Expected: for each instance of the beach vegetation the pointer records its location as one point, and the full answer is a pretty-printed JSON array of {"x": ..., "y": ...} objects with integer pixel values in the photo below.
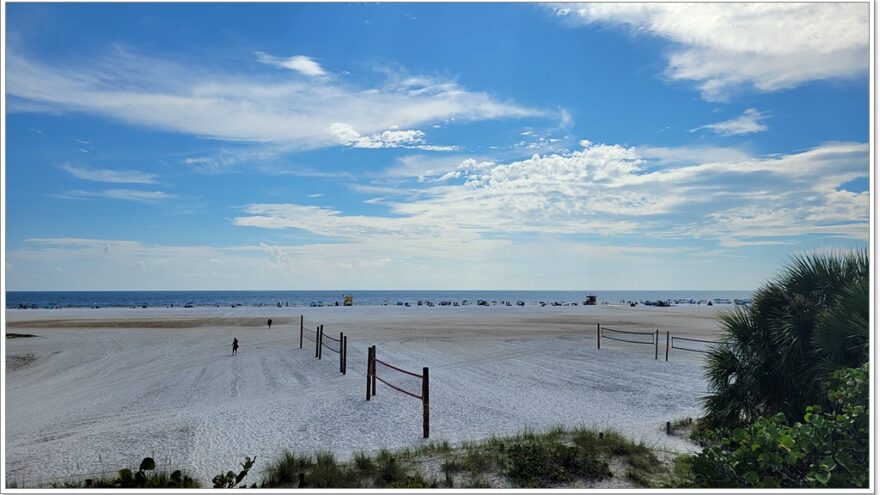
[
  {"x": 231, "y": 479},
  {"x": 820, "y": 450},
  {"x": 146, "y": 476},
  {"x": 530, "y": 458},
  {"x": 775, "y": 355}
]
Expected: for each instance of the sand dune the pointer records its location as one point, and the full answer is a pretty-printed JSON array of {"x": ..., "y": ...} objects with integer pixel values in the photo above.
[{"x": 109, "y": 386}]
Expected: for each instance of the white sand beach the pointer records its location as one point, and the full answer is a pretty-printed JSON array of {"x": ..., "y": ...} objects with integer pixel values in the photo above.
[{"x": 104, "y": 388}]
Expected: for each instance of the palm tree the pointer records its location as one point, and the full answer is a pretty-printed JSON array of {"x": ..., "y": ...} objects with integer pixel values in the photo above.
[{"x": 809, "y": 321}]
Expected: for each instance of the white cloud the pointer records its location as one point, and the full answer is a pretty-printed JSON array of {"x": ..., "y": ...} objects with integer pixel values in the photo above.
[
  {"x": 768, "y": 46},
  {"x": 747, "y": 123},
  {"x": 120, "y": 194},
  {"x": 113, "y": 176},
  {"x": 346, "y": 135},
  {"x": 423, "y": 165},
  {"x": 299, "y": 63},
  {"x": 199, "y": 101},
  {"x": 609, "y": 190}
]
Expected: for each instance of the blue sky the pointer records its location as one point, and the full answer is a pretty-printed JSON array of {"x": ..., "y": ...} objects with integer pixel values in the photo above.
[{"x": 429, "y": 146}]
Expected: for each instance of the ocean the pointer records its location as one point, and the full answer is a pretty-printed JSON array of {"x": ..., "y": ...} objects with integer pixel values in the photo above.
[{"x": 117, "y": 299}]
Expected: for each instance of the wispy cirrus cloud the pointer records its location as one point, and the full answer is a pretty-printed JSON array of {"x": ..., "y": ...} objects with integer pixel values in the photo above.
[
  {"x": 119, "y": 194},
  {"x": 749, "y": 122},
  {"x": 299, "y": 63},
  {"x": 723, "y": 47},
  {"x": 105, "y": 175},
  {"x": 610, "y": 190},
  {"x": 297, "y": 114}
]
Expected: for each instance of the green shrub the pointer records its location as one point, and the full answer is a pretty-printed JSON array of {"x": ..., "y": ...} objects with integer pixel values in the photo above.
[
  {"x": 230, "y": 479},
  {"x": 538, "y": 464},
  {"x": 826, "y": 450}
]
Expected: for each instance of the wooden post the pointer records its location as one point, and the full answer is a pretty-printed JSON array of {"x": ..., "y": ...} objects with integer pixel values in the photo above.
[
  {"x": 369, "y": 369},
  {"x": 341, "y": 355},
  {"x": 373, "y": 381},
  {"x": 344, "y": 353},
  {"x": 656, "y": 343},
  {"x": 425, "y": 408},
  {"x": 667, "y": 345}
]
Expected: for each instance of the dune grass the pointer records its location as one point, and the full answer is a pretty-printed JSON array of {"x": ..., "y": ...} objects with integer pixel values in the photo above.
[{"x": 557, "y": 457}]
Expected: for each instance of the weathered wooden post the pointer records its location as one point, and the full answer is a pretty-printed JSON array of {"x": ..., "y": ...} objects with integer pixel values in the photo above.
[
  {"x": 656, "y": 343},
  {"x": 667, "y": 345},
  {"x": 373, "y": 381},
  {"x": 369, "y": 369},
  {"x": 344, "y": 353},
  {"x": 341, "y": 355},
  {"x": 425, "y": 408}
]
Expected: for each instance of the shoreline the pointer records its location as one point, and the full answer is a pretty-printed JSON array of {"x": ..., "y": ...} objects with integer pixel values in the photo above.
[{"x": 128, "y": 383}]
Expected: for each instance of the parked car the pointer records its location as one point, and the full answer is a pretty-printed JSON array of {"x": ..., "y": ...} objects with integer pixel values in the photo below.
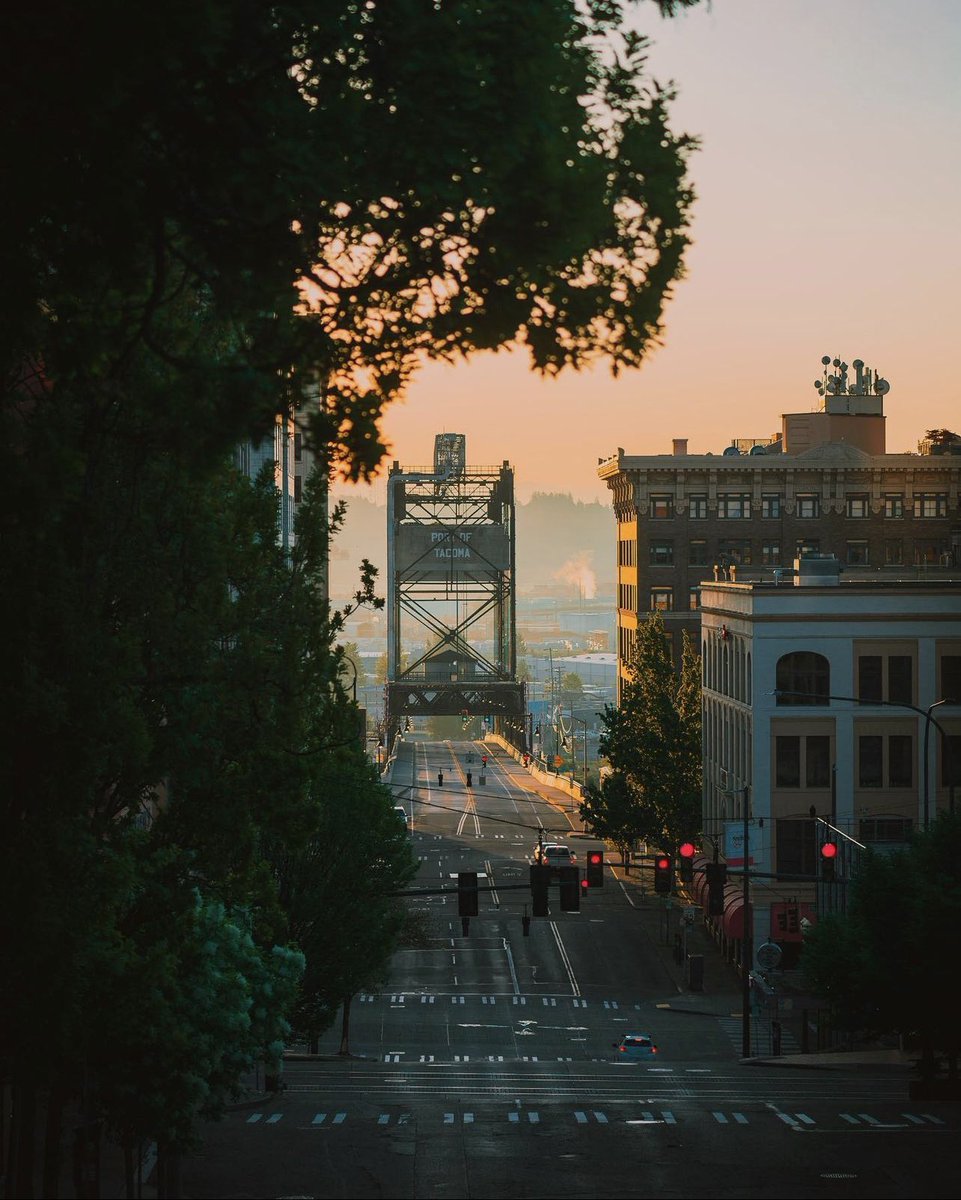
[
  {"x": 554, "y": 855},
  {"x": 635, "y": 1047}
]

────────────────────────────────────────

» **Goal of the exercise**
Rewrite all of the records above with "pointer" changed to "annotator" wherever it occurs and everything else unchanged. Leave the pictures out.

» **Result**
Expected: for each instance of the beach vegetation the annotator records its location as one point, and the full answer is a pretty-printed JSON array of {"x": ..., "y": ...} objects with integer pixel values in the photo below.
[
  {"x": 231, "y": 479},
  {"x": 820, "y": 450},
  {"x": 146, "y": 476},
  {"x": 530, "y": 458},
  {"x": 775, "y": 355}
]
Expected: for each instance of the sand dune the annotator records its location as one point, and the full answer is a pretty-printed JSON array of {"x": ..., "y": ...} objects with integer pixel values in the photo above.
[{"x": 109, "y": 386}]
Expected: for each instance of the white sand beach the annotator records its location as one point, and the full answer is a pretty-printed JSON array of {"x": ..., "y": ...} objects with integer pixel values in the photo above.
[{"x": 104, "y": 388}]
Expected: for each instance of the palm tree the annotator records its location as one point, and the full answer is a pretty-printed JSON array of {"x": ..., "y": ...} objects with integer pixel values in the photo above.
[{"x": 809, "y": 321}]
Expected: for each instance of the white cloud the annotator records its location as one point, and the full answer is a pretty-printed JSON array of {"x": ..., "y": ...} objects with integer pixel values in the photo above.
[
  {"x": 768, "y": 46},
  {"x": 747, "y": 123},
  {"x": 120, "y": 194},
  {"x": 113, "y": 176},
  {"x": 346, "y": 135},
  {"x": 423, "y": 165},
  {"x": 299, "y": 63},
  {"x": 199, "y": 101},
  {"x": 609, "y": 190}
]
Expected: for each instance of the blue sky the annotator records its location as one point, and the full answer is a pretty-printed JSON array of {"x": ..., "y": ...} objects with integer pixel values in the photo above.
[{"x": 429, "y": 146}]
Expected: for each instance of the ocean the annotator records its location as one point, and the full answer is a pretty-printed JSON array of {"x": ..., "y": ...} objects with integer pixel values in the photo above.
[{"x": 117, "y": 299}]
Expected: for each instance of the wispy cirrus cloud the annotator records its location as one point, and the full answer is a pretty-printed JSON array of {"x": ..., "y": ...} objects with integer pixel values in the photo above.
[
  {"x": 119, "y": 194},
  {"x": 749, "y": 122},
  {"x": 299, "y": 63},
  {"x": 723, "y": 47},
  {"x": 105, "y": 175},
  {"x": 610, "y": 190},
  {"x": 297, "y": 114}
]
Expected: for each instance of the green shrub the annotator records its location as one point, and the full answer is a pretty-printed JSON array of {"x": ..., "y": ...} objects with integer pixel values in the photo above.
[
  {"x": 230, "y": 479},
  {"x": 538, "y": 464},
  {"x": 826, "y": 450}
]
Expected: for each instance of the wooden post the annotator records its location as one point, and the full answer is a pretty-printed JSON array of {"x": ..., "y": ...} objects with integer pixel values in the photo above.
[
  {"x": 369, "y": 369},
  {"x": 341, "y": 355},
  {"x": 373, "y": 381},
  {"x": 344, "y": 353},
  {"x": 656, "y": 343},
  {"x": 425, "y": 408},
  {"x": 667, "y": 345}
]
Expected: for each instance of the dune grass the annotator records its location as one point, and the full answer is a pretty-printed JSON array of {"x": ..., "y": ...} objects with integer pixel values in the photo above.
[{"x": 557, "y": 457}]
Expected: for each instance of the weathered wooden post the annotator records its location as one point, and the full answer is a pretty-printed JSON array of {"x": ..., "y": ...} objects with integer pixel values in the photo above.
[
  {"x": 656, "y": 343},
  {"x": 667, "y": 345},
  {"x": 373, "y": 381},
  {"x": 369, "y": 369},
  {"x": 344, "y": 353},
  {"x": 341, "y": 355},
  {"x": 425, "y": 408}
]
Expected: for each instance of the shoreline the annotator records its location as one point, and the full answer is a pretty-printed JSON array of {"x": ..., "y": ...} objects with integer pixel values in the photo above.
[{"x": 128, "y": 383}]
Expected: for each instance of the parked car the annotator records its location as one point, and the full answer is a pretty-printed JSON array of {"x": ..., "y": ...} objects with integer pixel values in the photo below.
[
  {"x": 554, "y": 855},
  {"x": 635, "y": 1047}
]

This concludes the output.